BEGIN Data

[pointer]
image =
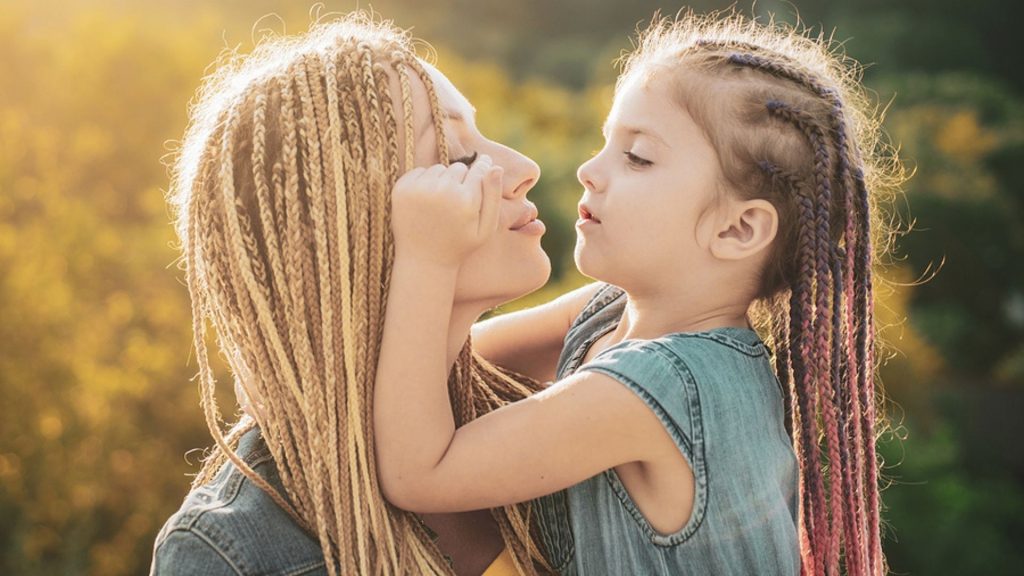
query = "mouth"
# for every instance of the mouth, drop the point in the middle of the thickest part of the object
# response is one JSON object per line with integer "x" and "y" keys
{"x": 526, "y": 218}
{"x": 586, "y": 215}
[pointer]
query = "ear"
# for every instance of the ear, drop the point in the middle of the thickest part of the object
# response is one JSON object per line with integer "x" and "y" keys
{"x": 749, "y": 228}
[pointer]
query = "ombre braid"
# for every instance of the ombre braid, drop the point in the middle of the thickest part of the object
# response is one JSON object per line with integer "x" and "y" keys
{"x": 282, "y": 201}
{"x": 790, "y": 123}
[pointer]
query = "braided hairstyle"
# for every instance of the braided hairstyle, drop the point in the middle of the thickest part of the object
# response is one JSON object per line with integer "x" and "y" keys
{"x": 790, "y": 124}
{"x": 282, "y": 200}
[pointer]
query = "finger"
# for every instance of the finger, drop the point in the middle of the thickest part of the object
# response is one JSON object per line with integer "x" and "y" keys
{"x": 491, "y": 201}
{"x": 435, "y": 171}
{"x": 456, "y": 172}
{"x": 474, "y": 176}
{"x": 412, "y": 174}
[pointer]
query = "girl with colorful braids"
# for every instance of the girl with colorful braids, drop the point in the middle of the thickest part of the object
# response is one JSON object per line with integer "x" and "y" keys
{"x": 282, "y": 199}
{"x": 714, "y": 409}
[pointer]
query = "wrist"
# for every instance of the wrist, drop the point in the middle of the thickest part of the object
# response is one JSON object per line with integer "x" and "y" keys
{"x": 430, "y": 268}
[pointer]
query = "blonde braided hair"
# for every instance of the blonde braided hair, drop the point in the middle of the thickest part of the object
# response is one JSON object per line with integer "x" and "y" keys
{"x": 282, "y": 202}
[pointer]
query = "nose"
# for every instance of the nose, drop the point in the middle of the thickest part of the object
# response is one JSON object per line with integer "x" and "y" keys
{"x": 520, "y": 171}
{"x": 587, "y": 173}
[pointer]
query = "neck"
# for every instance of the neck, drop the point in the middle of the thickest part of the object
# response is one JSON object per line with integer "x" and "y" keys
{"x": 463, "y": 317}
{"x": 651, "y": 315}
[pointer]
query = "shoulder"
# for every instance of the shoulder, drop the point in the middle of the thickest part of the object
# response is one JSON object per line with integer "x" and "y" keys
{"x": 230, "y": 526}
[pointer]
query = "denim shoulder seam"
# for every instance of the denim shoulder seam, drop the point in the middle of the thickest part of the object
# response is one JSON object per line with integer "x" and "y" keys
{"x": 694, "y": 447}
{"x": 205, "y": 538}
{"x": 753, "y": 351}
{"x": 305, "y": 569}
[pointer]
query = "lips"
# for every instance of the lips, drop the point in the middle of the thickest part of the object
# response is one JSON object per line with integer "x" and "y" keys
{"x": 527, "y": 216}
{"x": 586, "y": 214}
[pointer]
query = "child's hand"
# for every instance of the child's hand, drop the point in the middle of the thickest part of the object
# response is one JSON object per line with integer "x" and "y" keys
{"x": 442, "y": 213}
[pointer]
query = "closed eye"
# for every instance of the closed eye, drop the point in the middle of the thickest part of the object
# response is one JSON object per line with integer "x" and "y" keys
{"x": 467, "y": 160}
{"x": 636, "y": 160}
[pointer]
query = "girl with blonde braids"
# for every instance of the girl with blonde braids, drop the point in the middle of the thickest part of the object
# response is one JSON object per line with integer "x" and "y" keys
{"x": 737, "y": 190}
{"x": 282, "y": 198}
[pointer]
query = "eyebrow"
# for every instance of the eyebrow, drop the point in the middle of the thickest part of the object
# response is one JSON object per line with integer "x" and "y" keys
{"x": 636, "y": 130}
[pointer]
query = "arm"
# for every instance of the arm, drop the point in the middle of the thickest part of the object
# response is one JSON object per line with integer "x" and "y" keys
{"x": 524, "y": 450}
{"x": 529, "y": 341}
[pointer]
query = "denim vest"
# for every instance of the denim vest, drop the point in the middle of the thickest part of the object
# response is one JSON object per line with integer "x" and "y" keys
{"x": 719, "y": 399}
{"x": 230, "y": 527}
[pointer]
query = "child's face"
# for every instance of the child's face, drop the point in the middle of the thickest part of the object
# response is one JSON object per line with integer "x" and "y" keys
{"x": 646, "y": 192}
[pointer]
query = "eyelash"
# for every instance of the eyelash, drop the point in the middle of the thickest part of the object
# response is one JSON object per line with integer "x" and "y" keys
{"x": 467, "y": 160}
{"x": 636, "y": 160}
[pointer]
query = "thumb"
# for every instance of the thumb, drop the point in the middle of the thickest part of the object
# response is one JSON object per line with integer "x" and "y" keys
{"x": 492, "y": 197}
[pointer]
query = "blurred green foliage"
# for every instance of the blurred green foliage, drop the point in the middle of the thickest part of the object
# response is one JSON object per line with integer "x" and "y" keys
{"x": 97, "y": 410}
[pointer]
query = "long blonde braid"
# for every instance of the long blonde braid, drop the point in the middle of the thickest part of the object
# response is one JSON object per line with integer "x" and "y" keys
{"x": 282, "y": 201}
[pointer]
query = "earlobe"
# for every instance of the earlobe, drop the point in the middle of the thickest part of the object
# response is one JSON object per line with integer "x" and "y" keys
{"x": 750, "y": 228}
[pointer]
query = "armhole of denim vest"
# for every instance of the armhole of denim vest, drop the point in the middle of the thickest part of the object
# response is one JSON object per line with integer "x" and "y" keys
{"x": 582, "y": 332}
{"x": 692, "y": 449}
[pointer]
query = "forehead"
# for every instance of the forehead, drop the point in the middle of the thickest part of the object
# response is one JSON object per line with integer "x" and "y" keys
{"x": 645, "y": 104}
{"x": 450, "y": 98}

END Data

Find every line in the material that contains the word "hand" and copy each one out in full.

**Response to this task:**
query = "child's hand"
# for every instance of the child's hand, drop the point in the middle of the thickest part of the object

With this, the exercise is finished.